START DATA

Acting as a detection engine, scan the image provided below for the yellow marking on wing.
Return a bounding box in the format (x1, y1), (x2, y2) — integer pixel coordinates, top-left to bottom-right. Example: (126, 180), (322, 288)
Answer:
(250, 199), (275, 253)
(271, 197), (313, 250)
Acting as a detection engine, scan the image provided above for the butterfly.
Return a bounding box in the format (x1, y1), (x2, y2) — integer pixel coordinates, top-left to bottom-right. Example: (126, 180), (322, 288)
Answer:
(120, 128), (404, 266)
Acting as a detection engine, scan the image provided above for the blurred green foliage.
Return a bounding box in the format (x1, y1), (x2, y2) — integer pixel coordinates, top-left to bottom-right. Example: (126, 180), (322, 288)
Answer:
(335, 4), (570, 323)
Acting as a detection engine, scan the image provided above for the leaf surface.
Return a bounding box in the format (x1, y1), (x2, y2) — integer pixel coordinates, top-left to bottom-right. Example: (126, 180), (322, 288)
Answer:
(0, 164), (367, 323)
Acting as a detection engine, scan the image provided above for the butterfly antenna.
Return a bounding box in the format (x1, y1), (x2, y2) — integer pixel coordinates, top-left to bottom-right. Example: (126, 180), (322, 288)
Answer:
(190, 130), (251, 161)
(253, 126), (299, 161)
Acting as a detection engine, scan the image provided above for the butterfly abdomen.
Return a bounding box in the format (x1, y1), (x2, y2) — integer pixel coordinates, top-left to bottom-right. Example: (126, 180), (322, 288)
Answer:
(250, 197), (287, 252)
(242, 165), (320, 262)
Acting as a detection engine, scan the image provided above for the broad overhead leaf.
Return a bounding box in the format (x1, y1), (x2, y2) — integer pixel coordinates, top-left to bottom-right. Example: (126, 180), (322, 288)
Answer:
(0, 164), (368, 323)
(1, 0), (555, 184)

END DATA

* **EXERCISE DETAILS**:
Each line of the material that contains the string "provided" has to be copied out.

* **SOLUTION TO THIS PROBLEM**:
Acting as a detection engine, scan the image provided below for the yellow marking on wing.
Acting as a detection engine, scan the image provided above for the butterfly.
Acting as a detection engine, scan the image provided above for the blurred green foliage.
Acting as a detection engine, scan the image provided above for the leaf surface.
Acting as a detection engine, scan the image provided above for the butterfly antenna.
Acting as a detection engine, scan the image provided above for the butterfly abdomen.
Acting as a detection engine, scan the image provided above for the broad overhead leaf.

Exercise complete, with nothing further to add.